◆ **SELECTED EXCERPT**:
NEW YORK - A defense attorney in the criminal case against former Bank of America broker Theodore C. Sihpol III made his summation Tuesday, emphasizing to the jury that Sihpol never intended to commit a crime when he helped hedge fund Canary Capital Partners engage in late trading of mutual funds.

Sihpol, 37, is accused of helping Canary to trade rapidly in and out of mutual funds overseen by Bank of America in an alleged scheme that bilked long-term shareholders and generated higher fees for the bank. He faces up to 30 years in prison for grand larceny, securities fraud and falsifying business records.

In a lengthy closing argument before a crowded Manhattan courtroom that neared three and a half hours, defense attorney Paul Schectman argued that Sihpol did not believe his actions were inappropriate. In fact, he demonstrated to the jury that other employees in the bank's private client services and broker/dealer services groups knew about the trades, and made no attempt to conceal the arrangement with Canary.

◆ **DATA SUPPLIED**:
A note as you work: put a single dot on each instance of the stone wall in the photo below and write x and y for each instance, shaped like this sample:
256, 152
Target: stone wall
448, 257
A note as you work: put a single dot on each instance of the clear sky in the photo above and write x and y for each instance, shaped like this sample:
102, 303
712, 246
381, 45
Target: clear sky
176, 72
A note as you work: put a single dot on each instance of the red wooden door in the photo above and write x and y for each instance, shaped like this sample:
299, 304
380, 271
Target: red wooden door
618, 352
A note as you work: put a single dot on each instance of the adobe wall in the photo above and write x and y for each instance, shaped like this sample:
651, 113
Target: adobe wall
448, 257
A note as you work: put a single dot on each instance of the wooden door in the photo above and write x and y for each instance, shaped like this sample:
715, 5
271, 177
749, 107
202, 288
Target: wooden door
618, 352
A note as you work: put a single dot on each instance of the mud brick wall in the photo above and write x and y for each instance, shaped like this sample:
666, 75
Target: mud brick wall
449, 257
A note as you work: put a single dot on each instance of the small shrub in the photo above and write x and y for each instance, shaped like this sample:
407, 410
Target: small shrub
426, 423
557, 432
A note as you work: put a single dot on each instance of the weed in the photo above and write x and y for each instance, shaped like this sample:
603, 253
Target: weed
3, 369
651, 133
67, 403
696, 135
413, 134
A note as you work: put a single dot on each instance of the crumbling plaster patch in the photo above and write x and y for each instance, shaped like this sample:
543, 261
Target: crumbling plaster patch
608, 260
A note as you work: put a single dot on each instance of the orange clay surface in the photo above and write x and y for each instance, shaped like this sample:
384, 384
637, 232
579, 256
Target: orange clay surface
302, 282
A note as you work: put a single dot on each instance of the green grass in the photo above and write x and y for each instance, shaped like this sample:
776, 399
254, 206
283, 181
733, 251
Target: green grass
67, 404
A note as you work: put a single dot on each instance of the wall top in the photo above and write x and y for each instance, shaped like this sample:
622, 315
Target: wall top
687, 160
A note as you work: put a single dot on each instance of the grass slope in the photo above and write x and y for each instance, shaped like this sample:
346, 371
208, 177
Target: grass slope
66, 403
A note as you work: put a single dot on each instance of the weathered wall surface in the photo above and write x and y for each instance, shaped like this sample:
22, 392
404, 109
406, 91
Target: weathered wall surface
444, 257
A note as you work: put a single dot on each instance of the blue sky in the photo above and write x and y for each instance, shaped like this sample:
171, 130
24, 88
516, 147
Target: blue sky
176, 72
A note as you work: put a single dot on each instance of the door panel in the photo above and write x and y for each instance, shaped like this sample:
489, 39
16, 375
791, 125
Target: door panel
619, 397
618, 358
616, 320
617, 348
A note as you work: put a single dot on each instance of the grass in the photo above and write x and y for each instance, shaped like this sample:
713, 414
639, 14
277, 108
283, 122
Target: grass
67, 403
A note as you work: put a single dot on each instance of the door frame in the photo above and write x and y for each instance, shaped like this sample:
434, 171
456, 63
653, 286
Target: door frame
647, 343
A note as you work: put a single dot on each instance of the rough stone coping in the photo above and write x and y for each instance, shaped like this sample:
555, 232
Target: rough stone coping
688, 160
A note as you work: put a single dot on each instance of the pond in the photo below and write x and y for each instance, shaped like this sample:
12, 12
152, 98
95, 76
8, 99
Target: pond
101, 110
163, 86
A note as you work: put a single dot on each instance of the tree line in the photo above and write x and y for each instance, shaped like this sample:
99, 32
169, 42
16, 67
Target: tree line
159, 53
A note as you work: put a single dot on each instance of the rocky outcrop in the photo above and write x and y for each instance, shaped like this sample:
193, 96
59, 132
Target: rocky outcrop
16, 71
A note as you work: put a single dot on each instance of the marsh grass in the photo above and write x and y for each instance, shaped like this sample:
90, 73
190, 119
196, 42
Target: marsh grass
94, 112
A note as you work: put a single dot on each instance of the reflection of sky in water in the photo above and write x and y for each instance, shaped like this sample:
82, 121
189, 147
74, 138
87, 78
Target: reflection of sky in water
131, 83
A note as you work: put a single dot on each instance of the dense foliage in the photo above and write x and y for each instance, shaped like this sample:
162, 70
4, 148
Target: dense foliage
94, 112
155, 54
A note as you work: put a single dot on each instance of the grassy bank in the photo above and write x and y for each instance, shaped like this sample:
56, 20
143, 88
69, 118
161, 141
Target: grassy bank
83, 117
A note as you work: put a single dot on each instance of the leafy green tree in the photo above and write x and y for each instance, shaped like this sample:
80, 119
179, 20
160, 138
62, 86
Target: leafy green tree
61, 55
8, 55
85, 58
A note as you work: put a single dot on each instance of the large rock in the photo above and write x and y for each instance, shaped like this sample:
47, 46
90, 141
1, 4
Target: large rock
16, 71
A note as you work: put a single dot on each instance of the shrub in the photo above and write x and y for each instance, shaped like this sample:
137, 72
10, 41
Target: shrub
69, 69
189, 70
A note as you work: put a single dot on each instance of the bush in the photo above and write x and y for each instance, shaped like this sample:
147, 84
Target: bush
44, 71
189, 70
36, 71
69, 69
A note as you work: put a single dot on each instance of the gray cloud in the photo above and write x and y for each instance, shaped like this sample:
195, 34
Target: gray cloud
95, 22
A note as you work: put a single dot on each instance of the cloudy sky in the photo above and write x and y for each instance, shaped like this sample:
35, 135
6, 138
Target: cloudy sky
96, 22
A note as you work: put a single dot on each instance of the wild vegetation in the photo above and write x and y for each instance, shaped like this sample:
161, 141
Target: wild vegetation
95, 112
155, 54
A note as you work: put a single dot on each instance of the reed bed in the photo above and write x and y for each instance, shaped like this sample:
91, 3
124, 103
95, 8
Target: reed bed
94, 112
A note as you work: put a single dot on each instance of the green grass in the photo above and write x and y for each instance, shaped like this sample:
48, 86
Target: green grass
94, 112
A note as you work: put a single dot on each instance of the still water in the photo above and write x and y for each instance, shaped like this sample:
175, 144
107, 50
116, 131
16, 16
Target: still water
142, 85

◆ **GIVEN INSTRUCTION 1**: Translate this sentence from the Sihpol trial report into Spanish: "He faces up to 30 years in prison for grand larceny, securities fraud and falsifying business records."
◆ **GIVEN INSTRUCTION 2**: According to the Sihpol trial report, about how long did the defense attorney's closing argument last?

◆ **FULL OUTPUT 1**: Enfrenta hasta 30 años de prisión por hurto mayor, fraude de valores y falsificación de registros comerciales.

◆ **FULL OUTPUT 2**: Nearly three and a half hours.